* Quoted passage:
######

File /opt/hostedtoolcache/Python/3.12.12/x64/lib/python3.12/site-packages/pandas/core/generic.py:6220, in NDFrame.__setattr__(self, name, value)
   6218 try:
   6219     object.__getattribute__(self, name)
-> 6220     return object.__setattr__(self, name, value)
   6221 except AttributeError:
   6222     pass

File pandas/_libs/properties.pyx:69, in pandas._libs.properties.AxisProperty.__set__()

File /opt/hostedtoolcache/Python/3.12.12/x64/lib/python3.12/site-packages/pandas/core/generic.py:766, in NDFrame._set_axis(self, axis, labels)
    761 """
    762 This is called from the cython code when we set the `index` attribute
    763 directly, e.g. `series.index = [1, 2, 3]`.
    764 """
    765 labels = ensure_index(labels)
--> 766 self._mgr.set_axis(axis, labels)

File /opt/hostedtoolcache/Python/3.12.12/x64/lib/python3.12/site-packages/pandas/core/internals/managers.py:273, in BaseBlockManager.set_axis(self, axis, new_labels)
    271 def set_axis(self, axis: AxisInt, new_labels: Index) -> None:
    272     # Caller is responsible for ensuring we have an Index object.
--> 273     self._validate_set_axis(axis, new_labels)
    274     self.axes[axis] = new_labels

File /opt/hostedtoolcache/Python/3.12.12/x64/lib/python3.12/site-packages/pandas/core/internals/managers.py:288, in BaseBlockManager._validate_set_axis(self, axis, new_labels)
    285     pass
    287 elif new_len != old_len:
--> 288     raise ValueError(
    289         f"Length mismatch: Expected axis has {old_len} elements, new "
    290         f"values have {new_len} elements"
    291     )

ValueError: Length mismatch: Expected axis has 3 elements, new values have 4 elements

Again, the error that Pandas gives us here is informative: ValueError: Length mismatch: Expected axis has 3 elements, new values have 4 elements. (Unfortunately, not all Pandas errors are as obvious as this one).

Constructing a Data Frame from an array#

Remember (from .loc and .iloc with Data Frames) that a Pandas Data Frame can be considered a view onto a two-dimensional array.

For example, the .values attribute of a Data Frame returns a two-dimensional Numpy array with a copy of the underlying data

# Select the first 10 rows of the loaded Data Frame for brevity
early_passengers_df = df_from_file.head(10)

######

* Task statement:
Pick up the pandas tutorial on Data Frames where it stops and write the next part. The data that comes next is separate material and is not part of the pandas tutorial.

* Part of a data file:
######

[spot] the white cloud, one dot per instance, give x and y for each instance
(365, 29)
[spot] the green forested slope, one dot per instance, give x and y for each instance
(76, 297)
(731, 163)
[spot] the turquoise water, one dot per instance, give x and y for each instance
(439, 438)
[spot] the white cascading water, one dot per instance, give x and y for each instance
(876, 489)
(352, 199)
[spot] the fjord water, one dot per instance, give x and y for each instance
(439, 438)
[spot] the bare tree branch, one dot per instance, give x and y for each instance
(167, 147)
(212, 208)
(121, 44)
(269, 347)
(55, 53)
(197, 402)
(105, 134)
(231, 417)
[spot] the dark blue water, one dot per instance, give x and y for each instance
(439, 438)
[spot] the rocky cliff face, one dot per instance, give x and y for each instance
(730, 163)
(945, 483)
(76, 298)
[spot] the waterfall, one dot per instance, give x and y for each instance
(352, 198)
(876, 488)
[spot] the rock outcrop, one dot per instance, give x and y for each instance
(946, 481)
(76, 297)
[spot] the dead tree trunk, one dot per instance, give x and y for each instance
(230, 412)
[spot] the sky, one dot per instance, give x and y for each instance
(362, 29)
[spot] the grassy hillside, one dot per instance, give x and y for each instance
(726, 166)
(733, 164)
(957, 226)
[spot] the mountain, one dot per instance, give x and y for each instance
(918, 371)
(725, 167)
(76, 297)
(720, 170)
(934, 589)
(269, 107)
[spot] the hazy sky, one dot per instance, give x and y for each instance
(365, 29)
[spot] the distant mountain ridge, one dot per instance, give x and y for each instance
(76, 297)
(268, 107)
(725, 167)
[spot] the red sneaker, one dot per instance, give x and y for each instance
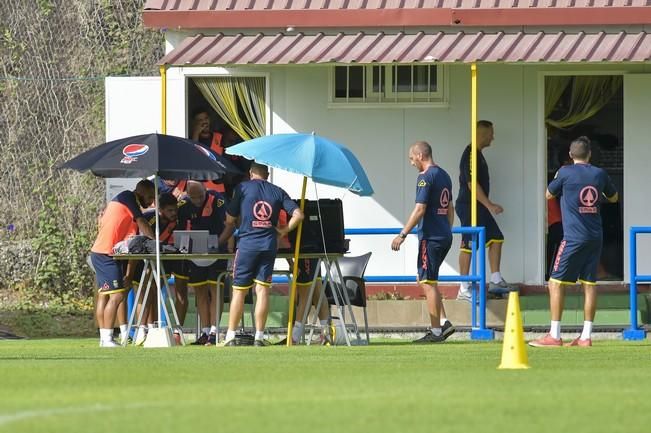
(546, 341)
(580, 343)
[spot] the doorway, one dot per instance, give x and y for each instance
(591, 106)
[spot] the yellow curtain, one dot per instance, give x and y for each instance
(554, 88)
(589, 95)
(228, 95)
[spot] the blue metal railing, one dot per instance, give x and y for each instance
(635, 332)
(479, 330)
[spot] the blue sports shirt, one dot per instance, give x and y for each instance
(258, 203)
(434, 189)
(483, 178)
(581, 187)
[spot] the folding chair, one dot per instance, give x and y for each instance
(352, 272)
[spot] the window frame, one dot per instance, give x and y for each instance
(389, 97)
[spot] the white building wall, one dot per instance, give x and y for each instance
(509, 95)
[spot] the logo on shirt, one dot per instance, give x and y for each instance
(444, 200)
(262, 213)
(131, 152)
(206, 152)
(588, 197)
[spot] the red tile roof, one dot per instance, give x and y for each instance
(359, 14)
(347, 5)
(442, 47)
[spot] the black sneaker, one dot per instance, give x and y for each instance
(202, 340)
(430, 338)
(447, 329)
(212, 339)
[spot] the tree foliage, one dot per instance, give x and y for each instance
(55, 56)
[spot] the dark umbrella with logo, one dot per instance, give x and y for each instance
(158, 155)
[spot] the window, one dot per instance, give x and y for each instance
(388, 84)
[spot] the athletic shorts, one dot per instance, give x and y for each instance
(576, 261)
(109, 273)
(307, 269)
(431, 255)
(199, 275)
(251, 267)
(484, 219)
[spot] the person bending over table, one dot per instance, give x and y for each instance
(167, 213)
(201, 210)
(257, 203)
(122, 218)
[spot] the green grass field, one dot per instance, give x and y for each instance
(74, 386)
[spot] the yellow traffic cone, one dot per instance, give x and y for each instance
(514, 353)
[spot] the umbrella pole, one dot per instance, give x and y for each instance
(160, 320)
(292, 292)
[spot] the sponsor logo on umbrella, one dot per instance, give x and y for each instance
(131, 152)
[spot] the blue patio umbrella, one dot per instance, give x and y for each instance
(319, 158)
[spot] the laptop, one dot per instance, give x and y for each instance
(191, 241)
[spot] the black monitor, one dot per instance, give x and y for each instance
(324, 222)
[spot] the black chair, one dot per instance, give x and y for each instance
(352, 271)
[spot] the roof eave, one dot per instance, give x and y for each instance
(492, 17)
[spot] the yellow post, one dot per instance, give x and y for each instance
(163, 75)
(514, 351)
(473, 150)
(292, 291)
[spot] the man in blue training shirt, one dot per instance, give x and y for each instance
(581, 187)
(434, 215)
(485, 211)
(257, 203)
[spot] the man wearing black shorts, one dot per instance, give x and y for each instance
(580, 187)
(485, 211)
(201, 209)
(257, 203)
(434, 215)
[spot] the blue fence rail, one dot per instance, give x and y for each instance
(635, 332)
(476, 276)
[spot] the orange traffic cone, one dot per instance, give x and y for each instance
(514, 353)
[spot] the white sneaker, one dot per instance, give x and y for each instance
(108, 343)
(464, 295)
(141, 336)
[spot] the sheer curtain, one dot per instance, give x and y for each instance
(240, 101)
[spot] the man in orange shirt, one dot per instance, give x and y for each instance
(122, 218)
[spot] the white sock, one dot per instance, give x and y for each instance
(587, 330)
(105, 334)
(297, 331)
(496, 277)
(555, 329)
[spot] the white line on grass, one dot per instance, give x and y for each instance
(98, 407)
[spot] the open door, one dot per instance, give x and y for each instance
(133, 106)
(637, 154)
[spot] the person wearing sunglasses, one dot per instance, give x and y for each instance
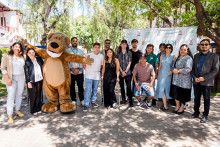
(107, 46)
(164, 76)
(205, 67)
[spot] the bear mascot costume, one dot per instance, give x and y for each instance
(56, 72)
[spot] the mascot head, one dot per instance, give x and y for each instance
(57, 43)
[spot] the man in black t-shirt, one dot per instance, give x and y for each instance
(136, 54)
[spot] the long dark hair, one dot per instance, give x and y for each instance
(120, 48)
(188, 50)
(112, 64)
(27, 57)
(11, 52)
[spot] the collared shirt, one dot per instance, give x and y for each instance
(143, 73)
(76, 51)
(124, 59)
(152, 59)
(202, 58)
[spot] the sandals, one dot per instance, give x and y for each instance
(10, 120)
(163, 108)
(19, 114)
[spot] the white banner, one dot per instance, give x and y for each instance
(175, 36)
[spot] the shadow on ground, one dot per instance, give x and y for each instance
(113, 127)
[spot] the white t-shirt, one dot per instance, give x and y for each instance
(93, 71)
(18, 66)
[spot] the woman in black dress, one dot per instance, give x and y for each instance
(34, 80)
(110, 75)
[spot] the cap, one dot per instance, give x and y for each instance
(124, 41)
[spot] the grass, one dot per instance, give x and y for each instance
(3, 90)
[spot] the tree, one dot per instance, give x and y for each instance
(202, 13)
(45, 15)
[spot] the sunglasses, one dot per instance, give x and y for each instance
(204, 44)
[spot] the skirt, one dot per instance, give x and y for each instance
(181, 94)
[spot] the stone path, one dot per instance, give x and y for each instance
(133, 127)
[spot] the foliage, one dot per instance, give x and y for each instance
(176, 13)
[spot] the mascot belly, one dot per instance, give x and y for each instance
(52, 72)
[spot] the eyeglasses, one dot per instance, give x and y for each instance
(204, 44)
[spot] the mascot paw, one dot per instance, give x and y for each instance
(49, 108)
(88, 60)
(67, 107)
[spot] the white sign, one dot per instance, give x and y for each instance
(175, 36)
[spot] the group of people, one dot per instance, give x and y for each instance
(163, 76)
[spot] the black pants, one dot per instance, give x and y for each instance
(198, 89)
(35, 95)
(109, 91)
(127, 80)
(79, 80)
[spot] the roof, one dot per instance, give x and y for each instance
(3, 7)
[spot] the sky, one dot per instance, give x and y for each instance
(77, 10)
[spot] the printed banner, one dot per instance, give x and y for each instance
(175, 36)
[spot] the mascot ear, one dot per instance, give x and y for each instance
(49, 36)
(68, 40)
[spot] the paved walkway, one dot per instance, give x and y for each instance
(110, 127)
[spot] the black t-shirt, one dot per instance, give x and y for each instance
(135, 58)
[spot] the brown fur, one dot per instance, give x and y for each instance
(56, 73)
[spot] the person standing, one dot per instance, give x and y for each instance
(205, 67)
(92, 77)
(34, 80)
(162, 47)
(110, 75)
(182, 79)
(135, 57)
(125, 58)
(164, 77)
(76, 70)
(153, 60)
(144, 77)
(12, 67)
(107, 46)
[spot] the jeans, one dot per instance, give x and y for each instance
(127, 80)
(198, 89)
(91, 85)
(143, 89)
(15, 92)
(79, 80)
(35, 95)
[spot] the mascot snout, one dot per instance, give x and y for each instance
(54, 45)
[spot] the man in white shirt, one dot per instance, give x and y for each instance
(76, 70)
(92, 77)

######

* Answer to the exercise:
# Show this as a 2D array.
early_passengers_df.values

array([['1949-01', 112],
       ['1949-02', 118],
       ['1949-03', 132],
       ['1949-04', 129],
       ['1949-05', 121],
       ['1949-06', 135],
       ['1949-07', 148],
       ['1949-08', 148],
       ['1949-09', 136],
       ['1949-10', 119]], dtype=object)

In a similar way, if you pass a Numpy array as the first argument to the Data Frame constructor, Pandas will assume you are passing this underlying 2D data array.

two_d_arr = np.array([[1, 2, 3], [11, 21, 31], [101, 102, 103]])
two_d_arr

array([[  1,   2,   3],
       [ 11,  21,  31],
       [101, 102, 103]])

# Construct Data Frame from data in two dimensional array.
default_df = pd.DataFrame(two_d_arr)
default_df

	0	1	2
0	1	2	3
1	11	21	31
2	101	102	103

Notice that Pandas constructed a default Index (integer row labels), because we did not pass one, and a default and corresponding set of column labels. In fact these default column labels are also integers, of which more soon. For now, let us make this Data Frame more standard by giving string column labels using the columns= argument to the constructor:

# Naming the columns when constructing from 2D array.
pd.DataFrame(two_d_arr, columns=['First', 'Second', 'Third'])

	First	Second	Third
0	1	2	3
1	11	21	31
2	101	102	103

Better still, we can add meaningful row labels by using the index= argument:

# Naming the columns and rows when constructing from 2D array.
pd.DataFrame(two_d_arr,
             columns=['First', 'Second', 'Third'],
             index=['Row 1', 'Row 2', 'Row 3'])

	First	Second	Third
Row 1	1	2	3
Row 2	11	21	31
Row 3	101	102	103

If you pass a 1D array to the constructor, it assumes you mean this as one column of a 2D array:

pd.DataFrame([10, 20, 20])

	0
0	10
1	20
2	20

Constructing a Data Frame from a dictionary of Numpy arrays#

Another common way to construct Data Frames is to use a dictionary.

When we do this, the keys of the dictionary become the column names (and therefore the name attribute of the Series that constitutes a given column); and the values of the dictionary become the values attribute of a given column.

First, let’s make a dictionary:

# Make a dictionary, using the keys "A" and "B" and two Numpy arrays for the values
dictionary = {'A': np.array([1, 2, 3, 4]),
              'B': np.array([5, 6, 7, 8])}
dictionary

{'A': array([1, 2, 3, 4]), 'B': array([5, 6, 7, 8])}

Here are the keys and values of the dictionary, containing this toy data:

# Show the keys of the dictionary
dictionary.keys()

dict_keys(['A', 'B'])

# Show the values of the dictionary
dictionary.values()

dict_values([array([1, 2, 3, 4]), array([5, 6, 7, 8])])

We can pass this dictionary to the pd.DataFrame() constructor. As noted above, the keys will become the name attribute of each column (where each column is a Pandas Series). The values will become the .values attribute of each column:

# Construction from a dictionary
df3 = pd.DataFrame(dictionary)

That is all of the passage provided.